GIVEN INFORMATION: Begin

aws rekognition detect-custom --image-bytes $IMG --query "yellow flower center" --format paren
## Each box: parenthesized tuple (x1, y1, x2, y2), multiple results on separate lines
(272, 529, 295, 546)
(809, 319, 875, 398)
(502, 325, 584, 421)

GIVEN INFORMATION: End

- **ASSIGNMENT**: Beginning with the line that contains "## Each box: parenthesized", retype every remaining line of the listing exactly, ending with the last one.

- **YOUR RESPONSE**:
## Each box: parenthesized tuple (x1, y1, x2, y2), multiple results on separate lines
(272, 529, 295, 546)
(809, 319, 875, 398)
(502, 325, 584, 421)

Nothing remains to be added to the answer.